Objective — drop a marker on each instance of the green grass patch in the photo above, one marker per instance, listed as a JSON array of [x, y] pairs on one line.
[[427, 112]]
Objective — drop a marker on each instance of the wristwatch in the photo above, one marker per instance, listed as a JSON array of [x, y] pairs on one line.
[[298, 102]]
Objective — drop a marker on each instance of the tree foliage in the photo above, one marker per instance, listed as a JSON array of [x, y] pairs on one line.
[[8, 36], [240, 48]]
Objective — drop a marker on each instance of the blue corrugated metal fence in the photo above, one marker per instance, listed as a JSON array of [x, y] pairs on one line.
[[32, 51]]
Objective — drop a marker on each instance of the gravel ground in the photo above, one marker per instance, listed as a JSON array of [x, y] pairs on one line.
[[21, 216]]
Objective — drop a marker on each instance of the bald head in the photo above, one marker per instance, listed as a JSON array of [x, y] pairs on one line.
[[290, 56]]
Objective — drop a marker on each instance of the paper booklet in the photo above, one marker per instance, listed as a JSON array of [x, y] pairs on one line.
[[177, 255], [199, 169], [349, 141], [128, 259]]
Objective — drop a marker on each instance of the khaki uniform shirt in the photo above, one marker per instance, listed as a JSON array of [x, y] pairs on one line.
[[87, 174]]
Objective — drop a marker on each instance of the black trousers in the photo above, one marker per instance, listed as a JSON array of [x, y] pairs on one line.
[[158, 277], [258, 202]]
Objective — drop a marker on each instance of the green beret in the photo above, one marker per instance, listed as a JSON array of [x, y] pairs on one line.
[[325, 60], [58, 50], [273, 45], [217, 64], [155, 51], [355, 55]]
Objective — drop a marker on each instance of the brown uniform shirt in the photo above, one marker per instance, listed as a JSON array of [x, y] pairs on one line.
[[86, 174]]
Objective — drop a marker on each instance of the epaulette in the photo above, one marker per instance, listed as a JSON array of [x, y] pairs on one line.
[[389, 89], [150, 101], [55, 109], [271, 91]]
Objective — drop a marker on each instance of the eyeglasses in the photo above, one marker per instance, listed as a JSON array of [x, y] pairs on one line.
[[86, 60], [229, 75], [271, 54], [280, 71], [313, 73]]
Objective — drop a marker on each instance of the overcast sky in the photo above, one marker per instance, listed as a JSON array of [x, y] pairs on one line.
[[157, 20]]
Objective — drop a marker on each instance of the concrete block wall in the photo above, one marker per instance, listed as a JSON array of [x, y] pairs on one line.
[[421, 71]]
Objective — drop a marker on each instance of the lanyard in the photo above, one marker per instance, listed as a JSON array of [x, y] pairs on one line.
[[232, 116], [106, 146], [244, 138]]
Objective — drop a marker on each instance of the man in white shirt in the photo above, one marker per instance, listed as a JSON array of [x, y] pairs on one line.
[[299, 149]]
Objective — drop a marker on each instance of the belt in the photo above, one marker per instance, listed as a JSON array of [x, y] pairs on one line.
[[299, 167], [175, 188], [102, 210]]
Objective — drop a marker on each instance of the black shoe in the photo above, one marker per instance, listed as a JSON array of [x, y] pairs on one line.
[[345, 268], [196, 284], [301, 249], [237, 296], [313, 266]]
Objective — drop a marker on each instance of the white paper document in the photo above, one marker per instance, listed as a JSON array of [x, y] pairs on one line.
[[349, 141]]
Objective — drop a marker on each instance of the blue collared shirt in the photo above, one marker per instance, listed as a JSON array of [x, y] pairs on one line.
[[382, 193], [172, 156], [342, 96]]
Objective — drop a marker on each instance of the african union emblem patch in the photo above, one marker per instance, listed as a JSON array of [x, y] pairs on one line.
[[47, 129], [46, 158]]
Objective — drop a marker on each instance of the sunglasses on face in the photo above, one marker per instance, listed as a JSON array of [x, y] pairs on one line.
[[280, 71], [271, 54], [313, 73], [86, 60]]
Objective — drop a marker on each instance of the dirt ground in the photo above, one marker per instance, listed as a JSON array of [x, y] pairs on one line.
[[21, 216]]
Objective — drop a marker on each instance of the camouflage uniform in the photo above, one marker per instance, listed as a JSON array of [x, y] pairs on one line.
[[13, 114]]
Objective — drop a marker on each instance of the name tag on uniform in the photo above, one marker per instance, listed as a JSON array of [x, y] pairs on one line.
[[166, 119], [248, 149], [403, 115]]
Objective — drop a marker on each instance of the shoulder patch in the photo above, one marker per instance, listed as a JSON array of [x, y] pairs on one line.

::::

Copy the lines of the listing exactly. Skip none.

Problem solution>
Objective — drop a marker on each instance of the green grass patch in the photo above, one marker per instance, listed as a JSON array of [x, y] pairs on one line.
[[427, 112]]
Objective — drop a marker on each instance of the wristwatch in the photo above, one marker per instance, listed as a JSON array of [x, y] pairs on one line.
[[298, 102]]
Objective — drop a marker on each instance of the tree foliage in the photo above, one marker per instance, listed as a JSON array of [x, y] pairs on one line.
[[8, 36], [240, 48]]
Objective — drop a marker on each instance of the blue corrugated metal fence in the photo above, one marker per instance, listed as a JSON array of [x, y] pairs on one line.
[[32, 51]]
Objective — drop a marker on each instance of the gravel ground in the photo above, one marker per instance, listed as a JSON array of [x, y] pairs on one line.
[[21, 216]]
Objective — drop a marker on each instance of the bald head in the photo above, one marker per instance, listed as a JSON array of [x, y] pairs on one line.
[[290, 56]]
Objective — drop a marker on each instance of the paper booklet in the photo above, one marker per instance, listed as a JSON array of [x, y] pairs on one line.
[[177, 255], [199, 169], [349, 141], [128, 259]]
Objective — drop a marker on each instance of the khaki uniform shirt in the photo above, one marker per instance, listed as a JSON array of [x, y] pairs on one line.
[[87, 174]]
Objective — drop a marker on each instance of the black trousers in the photo above, one marker per instance, listed as a JSON array of [x, y] pairs on one line.
[[158, 277], [258, 202]]
Objective — drop a marker on each instance of the green beret in the photo above, one marker per instance, listed as a JSON array of [x, y] pairs on one line.
[[325, 60], [58, 50], [273, 45], [217, 64], [155, 51], [355, 55]]
Objective — drop a marker on each instance of the brown uniform shirt in the photo above, one marker per instance, listed as a JSON array of [x, y] pairs on one line.
[[86, 174]]
Objective — drop a marker on each instance of the epaulette in the photo above, one marker per instance, listed as a JSON array of [x, y] pairs on one line.
[[389, 89], [150, 101], [55, 109], [271, 91]]
Objective — drop a marker on each instance of the eyeglasses in the photo above, one marker per instance, listed as a JSON array of [x, y] pairs on one line.
[[86, 60], [229, 75], [271, 54], [280, 71], [313, 73]]
Objective — drop a marker on each instance of the overcast sky in the photo above, one marker per instance, listed as a JSON array of [x, y] pairs on one line.
[[157, 20]]
Objective — drop a marker on each instance of the concrete block wall in the photo above, one marker per instance, listed as a JSON array of [x, y] pairs on one line.
[[421, 71]]
Objective — drop a marker on each instance of the lanyard in the photo above, one marker per instance, listed as a JSON array of [x, y] pairs on one line.
[[232, 116], [106, 146], [244, 138]]
Objective — drop a marker on each instance of the man in white shirt in the photo above, one marker per instance, listed as a JSON array of [x, y] pairs on one line.
[[299, 149]]
Objective — drop a marker on each instance of the belt in the photo above, one marker per instance, listed as a JSON array of [x, y] pairs on one line.
[[299, 167], [175, 188], [102, 210]]
Objective — drop a marker on each instance of the black shoe in the photo above, one marker per instance, listed as a JSON array of [x, y] pairs on one line.
[[345, 268], [196, 284], [301, 249], [237, 296], [313, 266]]
Objective — drop a marker on each instance of the white paper document in the photo above, one marker per instance, listed as a JSON array of [x, y] pairs on one line.
[[349, 141]]
Objective — drop a marker on each instance of the blue collared shirt in the photo above, one marker per instance, listed as a JSON array of [x, y] pairs on one line.
[[382, 193], [172, 156], [342, 96]]
Objective — drop a marker on each instance of the african union emblem patch in the photo above, one marker per instance, listed as a JSON array of [x, y] pairs on one line.
[[47, 129], [46, 158]]
Objective — drop a marker on each instance of the sunglasses on face in the photo above, one marker per instance, listed as a JSON array of [x, y] pairs on one line.
[[280, 71], [271, 54], [313, 73], [86, 60]]
Objective — drop a marker on each instance of the dirt ground in the photo above, one marker per instance, listed as a JSON array of [x, y] pairs on one line.
[[21, 216]]
Objective — drop a marker on each instance of the camouflage uniform in the photo above, one marker per instance, listed as a JSON array of [x, y] pairs on one line.
[[13, 114]]
Objective — drop a marker on each instance of the name tag on uniform in the photo above, one marker per instance, listed as a JSON array of [x, y] pairs on one line.
[[166, 119], [248, 149], [403, 115]]
Objective — drop a marker on each instance of the shoulder patch in the photo above, one marker per instance, listed as a JSON array of [x, y] pairs on one line.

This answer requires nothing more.